→ REQUIRED ACTIONS:
1 > List every acronym used in the article on the SEC leadership program.
2 > Carry on the article about the SEC leadership program from the point where it stops.

→ PROVIDED TEXT:
On the playing field, the 14 member schools of the Southeastern Conference are combatants fueled and divided by competition. Off of it, though, there’s a whole different narrative of unity and empathy that Anna Ball would be glad to tell you about.
As one of four fellows representing the University of Missouri at this year’s SEC Academic Leadership Development Program (ALDP), Ball attended the most recent workshop in early October at the University of Arkansas, an experience that so far has helped her reflect on how everyday operations work at MU and how they compare to counterpart institutions.
“This is basically the SEC universities saying ‘If you’re thinking about developing yourself for big leadership positions at universities, this is generally how leadership at large universities work,’” Ball said of the ALDP.
United we stand
Ball, who serves as a professor and chair of the Agricultural Education and Leadership department in the Division of Applied Social Sciences, and the other delegates spent Oct. 5-7 in Fayetteville, Arkansas, to listen to upper-level administrators from Arkansas and other SEC schools talk about the day-to-day issues that they face. Out of the discussion came an official theme: Higher education is a rapidly changing landscape as state support for education decreases across the board.

→ RECORD EXTRACTS:
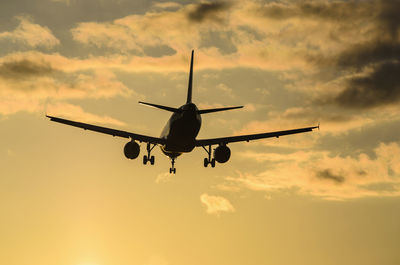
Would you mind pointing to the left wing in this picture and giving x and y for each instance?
(249, 137)
(113, 132)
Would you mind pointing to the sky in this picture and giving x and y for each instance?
(70, 197)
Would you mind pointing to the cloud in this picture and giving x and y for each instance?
(207, 10)
(29, 80)
(216, 204)
(321, 174)
(31, 34)
(324, 10)
(74, 112)
(25, 68)
(328, 175)
(381, 86)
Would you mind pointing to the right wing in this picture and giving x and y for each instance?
(249, 137)
(113, 132)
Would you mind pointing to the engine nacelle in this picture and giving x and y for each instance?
(222, 154)
(131, 150)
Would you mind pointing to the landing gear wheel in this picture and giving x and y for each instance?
(205, 162)
(212, 162)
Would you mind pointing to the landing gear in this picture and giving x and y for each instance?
(208, 160)
(148, 157)
(172, 169)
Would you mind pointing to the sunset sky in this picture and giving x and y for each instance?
(328, 197)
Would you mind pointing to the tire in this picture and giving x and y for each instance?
(205, 162)
(213, 162)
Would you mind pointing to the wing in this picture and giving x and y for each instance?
(113, 132)
(250, 137)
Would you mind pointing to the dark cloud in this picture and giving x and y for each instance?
(389, 16)
(205, 11)
(328, 175)
(374, 64)
(338, 10)
(24, 69)
(372, 52)
(381, 187)
(221, 40)
(380, 87)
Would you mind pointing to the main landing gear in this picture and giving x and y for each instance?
(209, 160)
(148, 158)
(172, 169)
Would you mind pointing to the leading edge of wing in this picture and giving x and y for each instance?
(105, 130)
(249, 137)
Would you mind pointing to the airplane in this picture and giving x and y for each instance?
(180, 132)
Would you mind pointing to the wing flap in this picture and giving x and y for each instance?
(250, 137)
(109, 131)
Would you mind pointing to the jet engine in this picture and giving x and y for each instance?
(131, 150)
(222, 154)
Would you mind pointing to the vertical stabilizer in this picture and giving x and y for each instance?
(189, 99)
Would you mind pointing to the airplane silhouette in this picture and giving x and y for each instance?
(179, 134)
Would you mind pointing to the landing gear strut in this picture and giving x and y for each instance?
(148, 157)
(208, 160)
(172, 169)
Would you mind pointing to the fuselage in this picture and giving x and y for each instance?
(181, 130)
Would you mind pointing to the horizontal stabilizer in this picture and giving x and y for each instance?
(160, 106)
(203, 111)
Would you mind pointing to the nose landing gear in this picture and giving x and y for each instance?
(172, 169)
(148, 157)
(209, 160)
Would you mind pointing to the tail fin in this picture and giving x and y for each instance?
(217, 109)
(189, 98)
(160, 106)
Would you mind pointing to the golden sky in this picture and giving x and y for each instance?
(70, 197)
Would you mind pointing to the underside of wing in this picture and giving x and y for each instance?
(109, 131)
(250, 137)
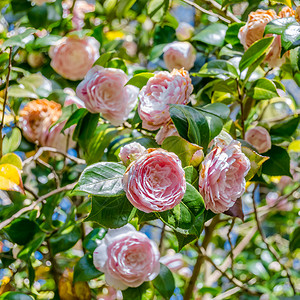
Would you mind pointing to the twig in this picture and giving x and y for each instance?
(33, 204)
(231, 246)
(206, 11)
(270, 248)
(49, 149)
(52, 170)
(5, 98)
(161, 242)
(232, 279)
(208, 235)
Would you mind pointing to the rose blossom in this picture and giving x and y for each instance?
(259, 137)
(254, 31)
(179, 55)
(184, 31)
(222, 176)
(155, 181)
(166, 131)
(72, 57)
(103, 90)
(161, 90)
(127, 257)
(131, 152)
(36, 119)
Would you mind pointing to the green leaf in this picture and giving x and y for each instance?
(102, 179)
(255, 51)
(18, 40)
(104, 58)
(187, 217)
(164, 282)
(21, 230)
(190, 124)
(111, 212)
(256, 161)
(263, 89)
(278, 164)
(85, 270)
(232, 32)
(32, 246)
(218, 68)
(285, 128)
(192, 176)
(15, 296)
(289, 29)
(157, 9)
(65, 239)
(139, 80)
(181, 147)
(12, 141)
(90, 241)
(295, 240)
(213, 34)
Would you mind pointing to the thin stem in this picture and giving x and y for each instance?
(5, 98)
(270, 248)
(33, 204)
(206, 11)
(208, 235)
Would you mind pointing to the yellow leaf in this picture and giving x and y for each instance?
(12, 159)
(294, 146)
(10, 178)
(286, 2)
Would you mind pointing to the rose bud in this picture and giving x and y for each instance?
(131, 152)
(184, 31)
(162, 89)
(72, 57)
(259, 138)
(254, 31)
(155, 181)
(222, 176)
(127, 258)
(179, 55)
(103, 91)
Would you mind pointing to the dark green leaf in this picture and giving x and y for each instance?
(111, 212)
(255, 51)
(278, 164)
(102, 179)
(213, 34)
(21, 231)
(295, 239)
(190, 124)
(263, 89)
(187, 217)
(164, 282)
(85, 270)
(90, 241)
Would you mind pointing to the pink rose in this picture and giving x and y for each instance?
(155, 181)
(254, 31)
(103, 90)
(184, 31)
(259, 137)
(127, 258)
(72, 57)
(131, 152)
(161, 90)
(179, 55)
(222, 176)
(166, 131)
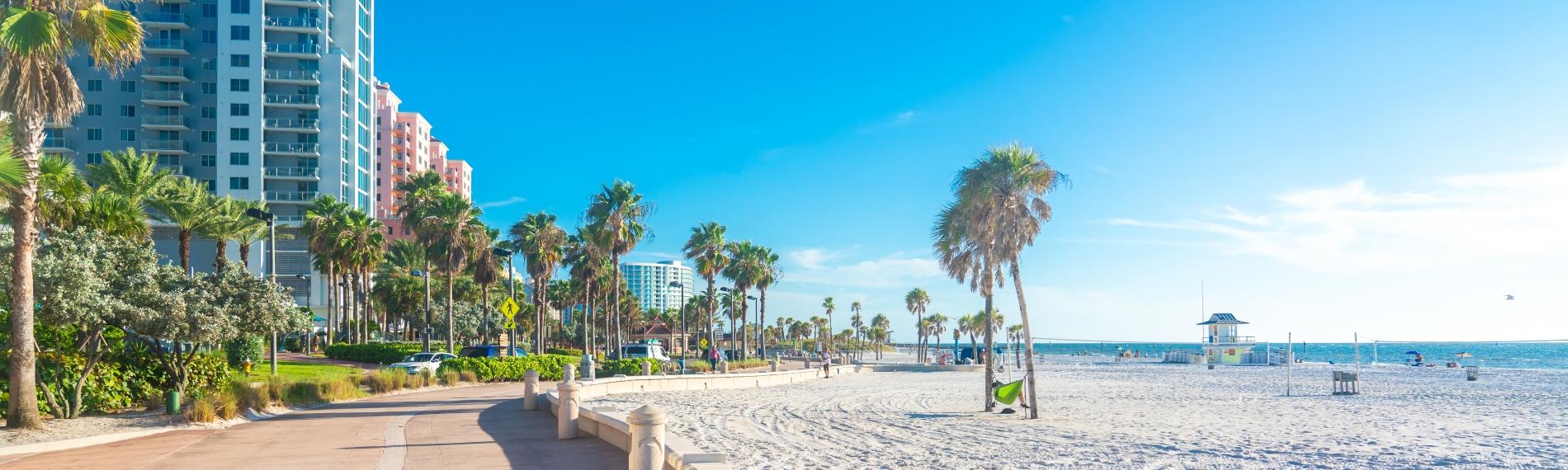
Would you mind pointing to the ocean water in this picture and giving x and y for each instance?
(1552, 355)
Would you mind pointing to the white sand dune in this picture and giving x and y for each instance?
(1097, 414)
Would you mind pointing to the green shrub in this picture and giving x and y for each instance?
(631, 367)
(239, 350)
(203, 409)
(550, 367)
(564, 351)
(374, 353)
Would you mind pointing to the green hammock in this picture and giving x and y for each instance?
(1008, 392)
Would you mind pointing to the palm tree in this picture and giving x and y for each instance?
(706, 248)
(1001, 205)
(324, 221)
(36, 85)
(881, 325)
(618, 215)
(454, 228)
(857, 325)
(916, 301)
(188, 205)
(543, 247)
(827, 306)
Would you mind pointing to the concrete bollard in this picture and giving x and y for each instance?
(531, 391)
(648, 439)
(566, 416)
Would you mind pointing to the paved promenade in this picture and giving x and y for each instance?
(460, 428)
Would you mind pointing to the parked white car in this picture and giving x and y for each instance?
(635, 351)
(423, 362)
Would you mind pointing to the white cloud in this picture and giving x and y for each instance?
(1462, 221)
(503, 203)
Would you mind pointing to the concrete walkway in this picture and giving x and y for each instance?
(470, 428)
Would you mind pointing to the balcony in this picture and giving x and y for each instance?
(57, 144)
(165, 74)
(294, 24)
(292, 172)
(290, 196)
(168, 21)
(163, 97)
(297, 149)
(165, 46)
(294, 49)
(297, 78)
(311, 125)
(292, 101)
(163, 148)
(301, 3)
(165, 123)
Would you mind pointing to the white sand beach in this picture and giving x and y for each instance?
(1097, 414)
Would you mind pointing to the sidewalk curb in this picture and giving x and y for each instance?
(92, 440)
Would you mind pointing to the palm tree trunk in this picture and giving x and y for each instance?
(1029, 344)
(989, 369)
(452, 278)
(22, 409)
(186, 250)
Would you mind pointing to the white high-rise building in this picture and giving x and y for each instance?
(649, 282)
(259, 99)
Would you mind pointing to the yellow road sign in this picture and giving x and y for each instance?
(508, 308)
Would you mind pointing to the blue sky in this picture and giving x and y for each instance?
(1330, 168)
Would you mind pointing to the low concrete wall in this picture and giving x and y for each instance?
(611, 425)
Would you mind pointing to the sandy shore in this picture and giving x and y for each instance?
(1097, 414)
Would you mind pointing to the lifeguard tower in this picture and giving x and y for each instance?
(1221, 342)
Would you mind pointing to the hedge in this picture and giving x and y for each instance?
(550, 367)
(374, 353)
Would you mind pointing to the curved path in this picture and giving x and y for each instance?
(474, 428)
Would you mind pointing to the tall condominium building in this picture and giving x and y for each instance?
(259, 99)
(649, 282)
(405, 146)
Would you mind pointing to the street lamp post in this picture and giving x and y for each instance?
(512, 294)
(272, 266)
(684, 341)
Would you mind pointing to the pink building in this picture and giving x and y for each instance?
(405, 146)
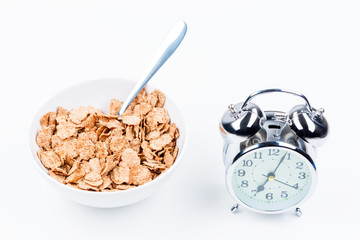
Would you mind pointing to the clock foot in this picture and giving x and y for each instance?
(235, 208)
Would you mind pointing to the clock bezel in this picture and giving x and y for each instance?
(309, 162)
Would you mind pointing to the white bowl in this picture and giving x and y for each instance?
(98, 94)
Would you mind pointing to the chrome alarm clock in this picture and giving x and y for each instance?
(269, 156)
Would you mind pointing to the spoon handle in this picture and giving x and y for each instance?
(167, 48)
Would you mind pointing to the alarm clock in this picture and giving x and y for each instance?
(269, 156)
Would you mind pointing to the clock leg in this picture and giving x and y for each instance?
(298, 212)
(234, 208)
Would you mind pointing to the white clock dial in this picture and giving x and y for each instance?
(271, 179)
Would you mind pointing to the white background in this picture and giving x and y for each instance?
(232, 49)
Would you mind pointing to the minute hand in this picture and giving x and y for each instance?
(281, 160)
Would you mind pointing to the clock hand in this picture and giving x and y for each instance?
(261, 187)
(281, 182)
(281, 160)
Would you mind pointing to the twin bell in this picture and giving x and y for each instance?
(243, 120)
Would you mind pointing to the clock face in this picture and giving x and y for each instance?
(271, 179)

→ RESULTS OF THE TASKS:
1 > SEC, ALDP, MU

2 >
“Universities are really trying to respond to that challenge and simultaneously keep their doors open and provide a quality education to their students,” Ball said. “With that support dwindling, that’s a more challenging endeavor.”
Bryan Garton, associate dean and director for academic programs at CAFNR, heard a similar message when he attended a workshop at Texas A&M University last spring. He wrote down a quote from Karan Watson, the provost at A&M: “As a leader in higher education today, if you’re not influencing change, you’re not leading.”
“The takeaway was if you want to be leader in higher education, you better embrace that change is here and work with it,” Garton said.
When Ball was accepted into the program last spring, she became the fourth CAFNR faculty member to take part since MU joined the SEC in 2012. Garton and Heidi Appel (senior research scientist in the Division of Plant Sciences) took part in the program during the 2014-15 school year. Sandy Rikoon, Curators Distinguished Teaching Professor in rural sociology, took part in 2013-14.
“We’re delighted to have CAFNR play such a key role in the success of the program,” said Patricia Okker, who serves as a senior associate provost at MU and is overseeing the operations of the ALDP at MU this year. “I think it’s always valuable for anyone to get a fresh look at their own institution by seeing how somebody else does something.”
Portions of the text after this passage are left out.